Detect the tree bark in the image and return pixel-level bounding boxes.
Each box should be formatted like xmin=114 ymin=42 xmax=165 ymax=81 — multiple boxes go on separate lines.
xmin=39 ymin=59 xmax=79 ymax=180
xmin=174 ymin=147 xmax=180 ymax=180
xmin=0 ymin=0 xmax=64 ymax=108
______________________________
Your task is to transcribe the line containing "Each box should" and every line after it, through the last line of the data, exactly as written and with nothing more.

> [TASK SOLUTION]
Each box should be formatted like xmin=114 ymin=42 xmax=165 ymax=81 — multiple boxes go on separate lines.
xmin=39 ymin=59 xmax=79 ymax=180
xmin=174 ymin=147 xmax=180 ymax=180
xmin=0 ymin=0 xmax=64 ymax=108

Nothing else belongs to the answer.